Kyle Kiser is CEO of Arrive Health.
Tell me about yourself and the company.
I’m in Year 10 with Arrive Health, having been around since the beginning as part of the original team. My background has primarily been in payer-facing digital health. I was an early employee at a couple of digital startups. Before that, Principal had an internal startup called Principal Wellness Company, which was a corporate wellness business, and I was a part of that. That’s probably where I caught the entrepreneurial bug, because it was this group of a few dozen people inside this tens of thousands of employees financial services business. We got to work on really interesting problems, work directly with customers, and move fast. There were some great leaders in that organization. That was the start of this interest and curiosity.
Arrive Health was previously known as RxRevu through mid-2022. Our founding story involves one of our co-founders, Dr. Kevin O ‘Brien, who is a physician in Denver. His mom came to him about her high out-of-pocket spend on meds. Like any son who has the capability to do so, he helped her. There were simple things that he could impact. Take this brand, break it into its generic parts. There’s a therapeutic alternative that you could use for this one that saves you money. Maybe one that you can pill split.
He made a pretty significant impact on her monthly out-of-pocket cost for those meds. That inspired him to start doing this work in his clinic. Kevin wasn’t doing that because he was in a value-based agreement. He wasn’t doing that because he made more money for doing it. He just started to identify the real need that the only meds that work are the ones you can afford. He started tracking these things over time for his patients. That is the seed of what became the initial API, which then became a real-time benefit network that connects into the point of care.
But it all started with Kevin wanting to help his mom. We have a mantra in the company, “Lucy Up.” That’s our way to say, raise your eyes to the mission and really remember why we’re here. Kevin’s mom’s name is Lucy. Everybody has somebody in their life, like Kevin did, who has had an experience with the healthcare system that’s too expensive, confusing, hard to navigate, or hard to access. That’s a very personal problem when it happens. We use Lucy Up as a mantra to make sure that we continue to take that problem personally. That has been a huge part of our story and what motivates everybody on our team.
From a business perspective, we offer a market-leading real-time benefit network. We connect to the point of care into the e-prescribing systems and the EHRs that are used by providers. We provide real-time, patient-specific, moment in time, specific insight into the cost of medications.
That has evolved since we last spoke. We’ve built some interesting prior authorization tools. We bought a company from UPMC that was doing some interesting work around medication management and adherence in concert with the health system access team. We expanded beyond just the point-of-care price transparency piece, which is still a huge focus and important primary part of what we’re doing, but it also enables lots of other opportunities to solve new affordability problems and to solve access issues around prior auth. We’re pursuing those things with all of our might right now.
When a patient leaves their physician visit knowing that their prescription has been sent off to their preferred pharmacy, what unpleasant surprises might await them at the pharmacy counter?
The key point is that the primary cause of non-adherence is cost. Patient cost is a lot more complicated problem to solve than it used to be. Deductibles used to be hundreds of dollars, but now they are multiple thousands of dollars. Out-of -pocket costs around drugs went from $5, $10, or $20 to hundreds and thousands of dollars and even more in some rare cases. The consequences of the wrong choice are much higher for patients.

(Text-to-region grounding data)
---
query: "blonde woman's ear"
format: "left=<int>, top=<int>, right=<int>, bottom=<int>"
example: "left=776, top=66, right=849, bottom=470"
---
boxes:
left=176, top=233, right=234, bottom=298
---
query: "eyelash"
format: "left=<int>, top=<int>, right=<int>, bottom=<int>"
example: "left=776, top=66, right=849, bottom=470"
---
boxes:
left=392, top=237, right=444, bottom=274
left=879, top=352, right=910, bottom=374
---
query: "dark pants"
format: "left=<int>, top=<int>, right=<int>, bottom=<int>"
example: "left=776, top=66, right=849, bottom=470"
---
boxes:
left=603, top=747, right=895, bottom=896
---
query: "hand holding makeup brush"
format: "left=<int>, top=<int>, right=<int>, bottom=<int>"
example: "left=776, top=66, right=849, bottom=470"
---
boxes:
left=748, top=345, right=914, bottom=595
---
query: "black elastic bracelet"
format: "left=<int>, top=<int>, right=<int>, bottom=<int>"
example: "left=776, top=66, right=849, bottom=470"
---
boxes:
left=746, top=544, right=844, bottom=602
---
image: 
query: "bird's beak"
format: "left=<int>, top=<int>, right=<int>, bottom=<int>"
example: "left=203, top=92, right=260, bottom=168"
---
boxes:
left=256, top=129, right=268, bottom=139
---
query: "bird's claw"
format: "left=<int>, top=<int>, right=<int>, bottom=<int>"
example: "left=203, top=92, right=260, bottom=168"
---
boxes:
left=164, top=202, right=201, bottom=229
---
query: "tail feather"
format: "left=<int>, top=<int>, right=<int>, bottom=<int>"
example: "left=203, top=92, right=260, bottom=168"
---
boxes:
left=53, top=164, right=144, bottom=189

**Tasks:**
- 1) Reproduce the Arrive Health interview word for word, starting at "From a business" and ending at "cost of medications.".
- 2) Resume the Arrive Health interview, picking up after its final sentence.
The material has no connection to the Arrive Health interview.

**Task-by-task answers:**
- 1)
From a business perspective, we offer a market-leading real-time benefit network. We connect to the point of care into the e-prescribing systems and the EHRs that are used by providers. We provide real-time, patient-specific, moment in time, specific insight into the cost of medications.

- 2)
At the same time, the complexity that physicians have to manage is way higher. Think about biosimilars, which have great promise. A lot of the health plans and PBMs are making specific choices around the right biosimilar, so now you’re going to end up in an environment where there’s a branded med, there’s a biosimilar option, or there are multiple biosimilar options to choose from, and those choices are different based on payer, PBM, or the type of insurance.
It used to be that if you talked to a provider, they probably knew that this drug makes the most sense for Blue Cross patients and this other one makes sense for these other patients. Now the complexity of that is not something that providers can manage in their head. It’s a problem that requires a piece of technology to help manage, because the complexity is so high and the consequences of a choice that is not aligned appropriately with the patient’s insurance, or when a cash pay option is more important, or when a patient may need some type of other support, means hundreds and thousands of dollars to the patient.
When half of Americans can’t endure an unexpected thousand-dollar expense, the stakes are pretty high. That’s the way we are thinking about the problem. The stakes are higher for the patients, the complexity is higher for the provider, and we have to show up with both the right connectivity and the right type of technology that brings to the table the intelligence of a pharmacist in real time to be able to meet that need.
Does the problem flare up on January 1 when patients might change insurance or plans, meaning that their maintenance meds might require a new prior authorization, coverage for the med might change, and their deductible resets?
A lot of changes happen around the first of the year. October 1 is another important moment with a lot of anniversaries for insurance. Changes in plan design make a big impact. Those happen on certain intervals, and those intervals create spikes in those types of changes. That’s only going to get more complicated as the Inflation Reduction Act impacts Medicare and the plan provisions inside of Medicare.
We are only making things more complicated. In some cases, with good intent, not complicated for the sake of complicated. We’re trying to solve problems and there are only so many levers to do it, but it makes the job of the prescriber much harder, which is what we are focused on. How we clear the path for that provider to make a clinical choice that makes sense and focus on the clinical visit with that patient. Try to take the burden of this background web of complexity out of that equation, to the extent that we can, and just serve up what makes sense based on what we can see in our system.
You mentioned biosimilars, which hold promise to reduce the costs of big-ticket drugs such as Humira. Uptake seems to have been slow, maybe because the doctor needs to generate a new prescription since it’s not a simple generic substitution. What lessons has this process offered?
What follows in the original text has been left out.